• EXERCISE BRIEF:
Please output only the lines that run from the line containing "Task: Indicate the word" through the end of the material below, exactly.

• SOURCE RECORDS:
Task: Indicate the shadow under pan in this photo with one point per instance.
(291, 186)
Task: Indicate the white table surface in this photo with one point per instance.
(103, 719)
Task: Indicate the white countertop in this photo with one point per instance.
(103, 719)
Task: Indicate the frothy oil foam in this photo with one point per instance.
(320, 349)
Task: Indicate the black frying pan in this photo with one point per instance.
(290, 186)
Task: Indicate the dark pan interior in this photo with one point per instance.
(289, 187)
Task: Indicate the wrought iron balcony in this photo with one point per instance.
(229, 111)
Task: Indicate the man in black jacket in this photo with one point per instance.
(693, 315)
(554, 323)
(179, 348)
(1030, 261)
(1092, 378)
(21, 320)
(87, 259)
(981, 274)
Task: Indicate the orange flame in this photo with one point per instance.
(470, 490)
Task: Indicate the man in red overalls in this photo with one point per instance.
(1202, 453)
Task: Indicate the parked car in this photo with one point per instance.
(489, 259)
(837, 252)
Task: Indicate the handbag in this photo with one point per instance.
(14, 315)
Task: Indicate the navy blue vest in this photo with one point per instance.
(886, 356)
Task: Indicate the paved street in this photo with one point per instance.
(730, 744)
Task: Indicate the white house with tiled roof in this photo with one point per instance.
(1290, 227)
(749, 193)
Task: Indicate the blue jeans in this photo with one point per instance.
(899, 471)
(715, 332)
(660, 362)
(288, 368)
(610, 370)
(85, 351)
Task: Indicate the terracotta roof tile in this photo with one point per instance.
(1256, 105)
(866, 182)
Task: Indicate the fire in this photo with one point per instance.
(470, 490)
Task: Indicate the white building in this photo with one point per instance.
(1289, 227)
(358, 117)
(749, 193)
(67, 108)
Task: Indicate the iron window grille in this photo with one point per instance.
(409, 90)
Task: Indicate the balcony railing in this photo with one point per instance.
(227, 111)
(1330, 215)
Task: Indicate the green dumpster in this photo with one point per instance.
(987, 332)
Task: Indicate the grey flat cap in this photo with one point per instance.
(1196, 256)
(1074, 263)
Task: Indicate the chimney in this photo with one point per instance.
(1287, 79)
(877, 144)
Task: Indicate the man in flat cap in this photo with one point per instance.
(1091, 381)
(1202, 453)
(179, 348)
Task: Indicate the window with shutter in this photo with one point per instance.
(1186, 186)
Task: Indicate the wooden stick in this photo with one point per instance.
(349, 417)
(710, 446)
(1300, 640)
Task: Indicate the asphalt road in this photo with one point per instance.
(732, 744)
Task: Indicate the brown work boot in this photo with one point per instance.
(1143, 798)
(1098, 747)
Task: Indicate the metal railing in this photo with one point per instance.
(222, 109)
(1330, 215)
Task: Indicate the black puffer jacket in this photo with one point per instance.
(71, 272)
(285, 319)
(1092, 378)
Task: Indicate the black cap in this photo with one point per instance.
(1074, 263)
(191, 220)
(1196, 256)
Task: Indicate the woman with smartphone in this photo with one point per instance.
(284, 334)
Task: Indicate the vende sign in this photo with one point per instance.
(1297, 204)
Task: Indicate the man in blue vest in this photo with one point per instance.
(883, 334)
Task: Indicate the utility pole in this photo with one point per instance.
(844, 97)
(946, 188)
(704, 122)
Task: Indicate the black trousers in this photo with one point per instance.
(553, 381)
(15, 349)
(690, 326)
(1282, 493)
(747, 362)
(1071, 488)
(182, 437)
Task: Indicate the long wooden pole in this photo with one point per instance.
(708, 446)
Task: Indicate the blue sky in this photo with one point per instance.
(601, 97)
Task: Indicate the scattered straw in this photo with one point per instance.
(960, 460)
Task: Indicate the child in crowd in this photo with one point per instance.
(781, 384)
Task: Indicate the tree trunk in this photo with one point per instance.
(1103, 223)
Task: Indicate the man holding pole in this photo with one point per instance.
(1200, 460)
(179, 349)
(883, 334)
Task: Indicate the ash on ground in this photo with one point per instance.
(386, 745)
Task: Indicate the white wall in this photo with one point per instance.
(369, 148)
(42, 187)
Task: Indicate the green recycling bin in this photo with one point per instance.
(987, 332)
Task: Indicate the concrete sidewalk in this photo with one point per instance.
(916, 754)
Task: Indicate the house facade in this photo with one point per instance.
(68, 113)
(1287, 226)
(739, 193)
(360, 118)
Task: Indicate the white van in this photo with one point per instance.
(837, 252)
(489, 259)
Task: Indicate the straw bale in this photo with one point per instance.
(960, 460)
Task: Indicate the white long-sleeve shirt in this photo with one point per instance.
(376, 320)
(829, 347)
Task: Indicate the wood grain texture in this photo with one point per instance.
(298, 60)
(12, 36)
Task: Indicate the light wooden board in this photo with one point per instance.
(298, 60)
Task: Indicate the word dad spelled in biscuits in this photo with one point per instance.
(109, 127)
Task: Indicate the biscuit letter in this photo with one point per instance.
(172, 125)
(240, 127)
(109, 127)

• ANSWER SECTION:
Task: Indicate the word dad spelled in biscuits in this photo with one point per instance.
(109, 127)
Task: Indicate the biscuit letter in this photo with one point per instance.
(172, 125)
(240, 127)
(109, 127)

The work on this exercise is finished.